— Text block —
The default parser IMO for markdown and a swiss army knife of conversion for other text markup formats.

Various useful things are built on pandoc, including blogdown, quarto etc.

1 Installing pandoc

I install pandoc via homebrew. If you are using RStudio, you already have an installation inside RStudio. You can access that installation by letting your shell know about the path to it. On macOS this looks like

export PATH=$PATH:/Applications/RStudio.app/Contents/MacOS/pandoc

conda, the python package manager, will obediently install it also. The default version was ancient last time I checked, though. Consider using the conda forge version.

conda install -c conda-forge pandoc

You can also install it by, e.g. a linux package manager but this is not recommended as it tends to be an even more elderly version and the improvements in recent pandoc versions are great. You could also compile it from source, but this is laborious because it is written in Haskell, a semi-obscure language with hefty installation requirements of its own. There are probably other options, but I don’t know them.

pandoc pro tips

John MacFarlane’s pandoc tricks are the canonical tricks, as John MacFarlane is the boss of pandoc.

2 Converting

The whole thing about pandoc is that it can convert between a lot of formats. Output Format list or run

pandoc  --list-input-formats
pandoc  --list-output-formats
pandoc  --list-extension

I thought pandoc would be idempotent, in the sense that if I convert markdown to markdown it should come out more-or-less the same. It is not at all idempotent. Smart quotes are altered, list markup is changed, header blocks are munged. As such, pandoc cannot really modify stuff “in place”.

3 Document metadata

Use YAML blocks.

4 Headers and macros

You want fancy mathematical macros, or a latex preamble? Something more elaborate still?

Modify a template to include a custom preamble, e.g. for custom document type. Here’s how you change that globally:

pandoc -D latex > ~/.pandoc/templates/default.latex

Or locally:

pandoc -D latex > template.latex
pandoc --template=template.latex …

If you only want some basic macros a document type alteration is probably overkill. Simply prepend a header file

pandoc -H _macros.tex chapter_splitting.md -o chapter_splitting.pdf

NB Pandoc will expand basic LaTeX Macros in even HTML all by itself.

There are many other pandoc template tricks, which end up being important in fancy pandoc-based systems like quarto.

5 Cross references and citations

As discussed also in my citation guide, I use pandoc-citeproc. See also the relevant bit of the pandoc manual.

— Information provided —
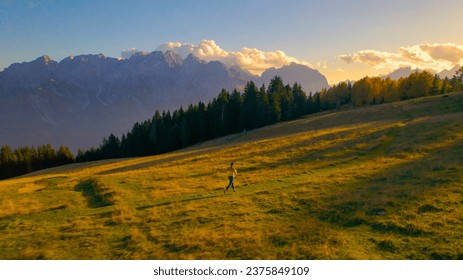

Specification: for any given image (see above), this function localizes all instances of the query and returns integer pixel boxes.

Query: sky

— Work required —
Print the stretch of the pandoc notes that begins at the words "There are many" and stops after the words "the pandoc manual.".

— Exercise output —
There are many other pandoc template tricks, which end up being important in fancy pandoc-based systems like quarto.

5 Cross references and citations

As discussed also in my citation guide, I use pandoc-citeproc. See also the relevant bit of the pandoc manual.